About this exercise
For each entry that follows, write out an identical copy.

Material provided: Begin

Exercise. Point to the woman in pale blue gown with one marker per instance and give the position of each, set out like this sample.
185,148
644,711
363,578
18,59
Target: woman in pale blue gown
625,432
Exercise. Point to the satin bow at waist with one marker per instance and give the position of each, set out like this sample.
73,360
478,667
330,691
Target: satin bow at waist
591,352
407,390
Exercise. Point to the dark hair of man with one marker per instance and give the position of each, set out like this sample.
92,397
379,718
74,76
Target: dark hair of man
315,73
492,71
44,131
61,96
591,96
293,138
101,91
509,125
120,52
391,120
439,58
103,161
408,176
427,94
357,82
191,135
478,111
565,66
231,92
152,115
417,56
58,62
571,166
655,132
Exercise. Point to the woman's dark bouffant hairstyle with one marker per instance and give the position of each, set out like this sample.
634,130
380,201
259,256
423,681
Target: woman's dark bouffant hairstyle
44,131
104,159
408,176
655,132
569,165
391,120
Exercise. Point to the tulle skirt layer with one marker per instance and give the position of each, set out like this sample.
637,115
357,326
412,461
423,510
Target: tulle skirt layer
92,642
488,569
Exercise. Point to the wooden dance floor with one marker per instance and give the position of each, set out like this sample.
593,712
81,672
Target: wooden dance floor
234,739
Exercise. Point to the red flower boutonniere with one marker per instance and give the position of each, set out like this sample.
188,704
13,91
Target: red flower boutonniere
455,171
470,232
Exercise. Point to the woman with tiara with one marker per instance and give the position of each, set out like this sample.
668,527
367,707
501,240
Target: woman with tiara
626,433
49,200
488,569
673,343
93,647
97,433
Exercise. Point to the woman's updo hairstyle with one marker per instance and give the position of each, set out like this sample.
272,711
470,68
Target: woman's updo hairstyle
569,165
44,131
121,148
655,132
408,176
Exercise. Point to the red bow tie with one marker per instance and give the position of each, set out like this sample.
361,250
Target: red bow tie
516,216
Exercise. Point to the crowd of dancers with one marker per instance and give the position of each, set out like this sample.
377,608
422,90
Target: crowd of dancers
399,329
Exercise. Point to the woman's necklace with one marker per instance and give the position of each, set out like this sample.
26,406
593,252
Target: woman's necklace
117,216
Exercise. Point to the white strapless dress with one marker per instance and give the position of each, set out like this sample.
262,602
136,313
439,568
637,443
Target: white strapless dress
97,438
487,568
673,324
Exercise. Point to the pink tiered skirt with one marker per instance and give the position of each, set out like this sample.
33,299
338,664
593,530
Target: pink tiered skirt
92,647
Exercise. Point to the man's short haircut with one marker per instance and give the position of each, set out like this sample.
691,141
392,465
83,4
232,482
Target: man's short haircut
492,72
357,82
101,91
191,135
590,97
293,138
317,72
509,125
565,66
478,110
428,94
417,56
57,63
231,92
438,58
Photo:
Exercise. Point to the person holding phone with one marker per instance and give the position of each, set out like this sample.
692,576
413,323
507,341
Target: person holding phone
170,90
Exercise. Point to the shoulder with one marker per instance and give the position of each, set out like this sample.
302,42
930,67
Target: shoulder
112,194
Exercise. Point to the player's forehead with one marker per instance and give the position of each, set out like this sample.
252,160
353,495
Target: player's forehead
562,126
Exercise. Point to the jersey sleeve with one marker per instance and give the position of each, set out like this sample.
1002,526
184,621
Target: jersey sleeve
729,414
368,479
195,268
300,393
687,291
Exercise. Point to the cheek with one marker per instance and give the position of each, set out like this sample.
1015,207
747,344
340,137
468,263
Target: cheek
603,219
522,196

Material provided: End

Output of the task
Exercise. Point to the woman in pale blue gown with one marker per instance and give the position of each, set out like this sample.
185,148
644,711
363,578
18,59
Target: woman in pale blue gown
625,432
Exercise. Point to the satin bow at waist with one marker per instance and give the position of each, set out like this sample.
73,360
478,667
330,691
Target: satin bow at waist
591,352
407,390
Exercise. Point to the dark hair of man with one marker per instance and give the position of each, set out like this sample.
92,397
379,718
74,76
Target: dark hair of man
315,73
492,71
44,131
61,96
591,96
293,138
101,91
509,125
120,52
391,120
439,58
103,161
408,176
427,94
357,82
191,135
478,111
565,66
231,92
152,115
417,56
58,62
571,166
655,132
Exercise. Point to the woman's dark bouffant hairstyle with one marker per instance and give the position of each, set out like this sample.
634,130
380,201
259,256
423,681
Target: woman's dark bouffant hairstyle
44,131
104,159
408,176
655,132
569,165
391,120
Exercise. Point to the tulle skirt layer with one marker per instance and give the position of each, set out like this sample.
637,115
357,326
412,461
423,510
Target: tulle skirt layer
92,642
488,569
Exercise. Point to the wooden dance floor with one marker per instance and give the position of each, set out like this sample.
593,712
81,672
Target: wooden dance floor
234,739
Exercise. Point to the red flower boutonniere with one marker per instance and give the position of each, set out like this sample.
188,704
13,91
Target: red flower boutonniere
455,171
470,232
Exercise. Point to the woman with tiara with one marker per instance and give the position of each, set out like this sample.
668,527
367,707
501,240
Target: woman with tiara
626,433
49,200
488,569
673,343
93,647
97,433
Exercise. Point to the woman's updo hairstyle with one marker per instance and give the position of each, set out like this sample.
272,711
470,68
Target: woman's updo hairstyle
569,165
44,131
121,148
655,132
408,176
Exercise. Point to the red bow tie with one marker per instance and give the position of each, set out like this sample.
361,250
Target: red bow tie
516,216
Exercise. Point to the crowd of dancers with one marker per instance and give the position of each, set out like this sample.
377,608
422,90
Target: crowd of dancers
399,329
Exercise. Point to the woman's necklace with one marker per instance and give the position of each, set out like this sample.
26,406
593,252
Target: woman's necklace
117,216
Exercise. Point to the white strapless dress with one marker per instance and give the position of each, set out like this sample.
262,602
136,313
439,568
637,443
Target: white strapless dress
97,438
487,568
673,324
Exercise. Point to the pink tiered skirt with one marker per instance and give the position of each, set out like this sample.
33,299
338,664
593,530
Target: pink tiered skirt
92,647
Exercise. Point to the man's short haircut with one marker per instance and give the position of each, set out like this sample.
691,141
392,465
83,4
232,482
Target: man's short haircut
492,72
357,82
101,91
191,135
590,97
293,138
317,72
509,125
565,66
478,110
428,94
417,56
57,63
231,92
438,58
Photo:
Exercise. Point to the person holding phone with one marker per instance and give the position of each, set out like this sample.
692,576
413,323
507,341
Target: person holding phone
170,90
Exercise. Point to the shoulder with one marker per instance and give the position of each, set out like this sample.
302,42
930,67
Target: shoulder
112,194
Exercise. Point to the player's forehead with one marker per instance and give the position of each, set out like this sample.
252,160
353,495
Target: player's forehead
562,126
Exercise. Point to the jersey sleeve with one marker per instance and give the position of each, set out like this sample.
1002,526
184,621
Target: jersey sleeve
729,414
368,479
195,268
300,393
687,291
Exercise. Point to the cheek with one marker per instance and give the position of each, set out like this sample.
1015,207
747,344
340,137
468,263
Target: cheek
603,219
522,196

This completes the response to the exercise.